Aim of the exercise:
Pick out each line in the items below that contains the word "orange", and copy those lines.

** start Dataset records **

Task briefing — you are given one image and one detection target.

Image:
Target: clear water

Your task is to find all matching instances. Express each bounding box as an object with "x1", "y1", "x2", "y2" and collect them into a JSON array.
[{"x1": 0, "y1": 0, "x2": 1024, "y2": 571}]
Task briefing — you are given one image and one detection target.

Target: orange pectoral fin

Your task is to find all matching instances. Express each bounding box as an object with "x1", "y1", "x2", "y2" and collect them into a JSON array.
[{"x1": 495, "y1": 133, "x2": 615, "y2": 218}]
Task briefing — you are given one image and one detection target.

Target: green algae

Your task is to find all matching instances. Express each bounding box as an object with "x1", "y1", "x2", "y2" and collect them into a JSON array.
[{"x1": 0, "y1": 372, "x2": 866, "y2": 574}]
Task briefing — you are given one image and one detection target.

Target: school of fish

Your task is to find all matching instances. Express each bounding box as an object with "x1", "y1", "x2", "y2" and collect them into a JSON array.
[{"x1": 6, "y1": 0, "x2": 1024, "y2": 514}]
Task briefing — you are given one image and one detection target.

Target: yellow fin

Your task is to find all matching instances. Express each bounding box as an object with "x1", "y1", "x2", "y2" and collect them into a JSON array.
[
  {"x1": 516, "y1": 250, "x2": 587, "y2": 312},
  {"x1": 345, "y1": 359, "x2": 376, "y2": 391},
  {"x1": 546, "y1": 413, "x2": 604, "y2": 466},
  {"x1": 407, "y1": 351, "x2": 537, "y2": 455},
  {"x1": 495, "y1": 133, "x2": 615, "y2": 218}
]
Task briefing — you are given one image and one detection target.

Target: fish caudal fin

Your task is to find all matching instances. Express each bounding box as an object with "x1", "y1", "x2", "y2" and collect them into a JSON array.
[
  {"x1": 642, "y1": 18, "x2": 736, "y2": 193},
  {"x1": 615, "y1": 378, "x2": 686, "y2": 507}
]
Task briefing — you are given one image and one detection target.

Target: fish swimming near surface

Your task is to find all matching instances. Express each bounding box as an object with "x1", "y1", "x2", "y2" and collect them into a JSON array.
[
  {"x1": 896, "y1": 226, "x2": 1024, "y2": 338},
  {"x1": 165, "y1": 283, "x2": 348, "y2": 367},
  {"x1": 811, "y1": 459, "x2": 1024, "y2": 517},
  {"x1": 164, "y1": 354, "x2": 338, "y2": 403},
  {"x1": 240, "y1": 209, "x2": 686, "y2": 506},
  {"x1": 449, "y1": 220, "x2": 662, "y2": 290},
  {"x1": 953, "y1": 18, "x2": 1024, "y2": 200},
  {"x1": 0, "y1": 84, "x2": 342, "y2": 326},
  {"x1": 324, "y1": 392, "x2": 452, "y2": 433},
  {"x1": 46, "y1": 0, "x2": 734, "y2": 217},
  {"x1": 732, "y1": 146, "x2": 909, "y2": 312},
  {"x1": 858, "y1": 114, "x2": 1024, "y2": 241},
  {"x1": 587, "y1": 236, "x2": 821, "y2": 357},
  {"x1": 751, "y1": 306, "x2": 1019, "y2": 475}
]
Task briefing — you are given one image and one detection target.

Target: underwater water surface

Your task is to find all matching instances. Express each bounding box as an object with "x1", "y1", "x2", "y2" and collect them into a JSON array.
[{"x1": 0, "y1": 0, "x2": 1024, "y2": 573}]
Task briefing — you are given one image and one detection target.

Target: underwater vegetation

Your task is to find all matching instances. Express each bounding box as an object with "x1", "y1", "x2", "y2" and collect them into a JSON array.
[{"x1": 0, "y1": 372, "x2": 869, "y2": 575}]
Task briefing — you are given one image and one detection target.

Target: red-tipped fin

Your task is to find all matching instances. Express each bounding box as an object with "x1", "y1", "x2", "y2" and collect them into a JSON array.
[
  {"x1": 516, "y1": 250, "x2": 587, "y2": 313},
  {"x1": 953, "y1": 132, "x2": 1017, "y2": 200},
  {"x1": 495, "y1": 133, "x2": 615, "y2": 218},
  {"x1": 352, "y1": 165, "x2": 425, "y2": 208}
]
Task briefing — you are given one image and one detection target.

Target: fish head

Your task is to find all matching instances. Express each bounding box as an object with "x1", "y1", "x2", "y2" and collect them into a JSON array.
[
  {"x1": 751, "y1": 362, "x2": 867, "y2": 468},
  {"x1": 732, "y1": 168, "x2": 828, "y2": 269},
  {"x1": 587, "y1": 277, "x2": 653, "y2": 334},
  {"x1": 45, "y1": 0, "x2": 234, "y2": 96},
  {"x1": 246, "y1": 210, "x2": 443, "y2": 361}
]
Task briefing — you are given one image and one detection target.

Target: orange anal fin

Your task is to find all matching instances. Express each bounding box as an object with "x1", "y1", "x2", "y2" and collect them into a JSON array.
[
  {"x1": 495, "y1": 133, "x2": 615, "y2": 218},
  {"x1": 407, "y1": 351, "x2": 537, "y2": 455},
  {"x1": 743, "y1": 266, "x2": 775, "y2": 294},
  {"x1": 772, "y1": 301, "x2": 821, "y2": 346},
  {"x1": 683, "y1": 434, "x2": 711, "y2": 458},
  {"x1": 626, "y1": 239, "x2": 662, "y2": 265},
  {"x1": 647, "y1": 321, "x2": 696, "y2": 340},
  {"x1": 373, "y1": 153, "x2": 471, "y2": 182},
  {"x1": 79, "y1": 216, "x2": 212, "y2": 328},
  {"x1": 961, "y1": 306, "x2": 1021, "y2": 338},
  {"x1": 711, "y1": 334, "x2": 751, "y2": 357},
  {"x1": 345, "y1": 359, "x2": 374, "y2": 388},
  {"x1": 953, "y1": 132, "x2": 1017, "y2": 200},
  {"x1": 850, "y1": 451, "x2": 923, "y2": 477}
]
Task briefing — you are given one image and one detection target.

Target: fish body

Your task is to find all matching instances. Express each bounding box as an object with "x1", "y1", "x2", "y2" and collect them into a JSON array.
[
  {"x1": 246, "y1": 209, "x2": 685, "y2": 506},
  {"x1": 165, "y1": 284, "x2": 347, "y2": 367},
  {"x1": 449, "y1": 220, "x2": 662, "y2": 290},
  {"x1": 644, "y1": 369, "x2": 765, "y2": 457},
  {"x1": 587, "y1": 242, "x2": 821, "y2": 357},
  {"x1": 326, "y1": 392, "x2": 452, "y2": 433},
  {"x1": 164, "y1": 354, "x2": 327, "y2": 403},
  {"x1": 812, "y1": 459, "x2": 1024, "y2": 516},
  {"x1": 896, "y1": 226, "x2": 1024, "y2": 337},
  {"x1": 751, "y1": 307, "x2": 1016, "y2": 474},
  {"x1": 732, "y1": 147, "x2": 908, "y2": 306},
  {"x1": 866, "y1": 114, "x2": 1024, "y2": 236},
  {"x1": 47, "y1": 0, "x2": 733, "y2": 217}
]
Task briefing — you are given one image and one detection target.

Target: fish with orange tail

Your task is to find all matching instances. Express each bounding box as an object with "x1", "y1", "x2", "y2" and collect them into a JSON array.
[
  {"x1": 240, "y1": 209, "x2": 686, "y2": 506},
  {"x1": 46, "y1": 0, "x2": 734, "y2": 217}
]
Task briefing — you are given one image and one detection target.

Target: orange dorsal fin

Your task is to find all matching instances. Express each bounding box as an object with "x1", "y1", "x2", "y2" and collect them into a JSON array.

** end Dataset records **

Correct response:
Target: orange pectoral fin
Target: orange anal fin
Target: fish with orange tail
Target: orange dorsal fin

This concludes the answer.